## STORED DATA:
"""

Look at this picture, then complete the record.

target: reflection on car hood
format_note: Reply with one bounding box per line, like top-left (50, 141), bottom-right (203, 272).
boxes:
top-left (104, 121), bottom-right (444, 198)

"""

## TASK INSTRUCTIONS:
The full set of records must be transcribed character for character.

## EXERCISE OUTPUT:
Look at this picture, then complete the record.

target: reflection on car hood
format_note: Reply with one bounding box per line, like top-left (50, 141), bottom-right (203, 272).
boxes:
top-left (104, 121), bottom-right (444, 198)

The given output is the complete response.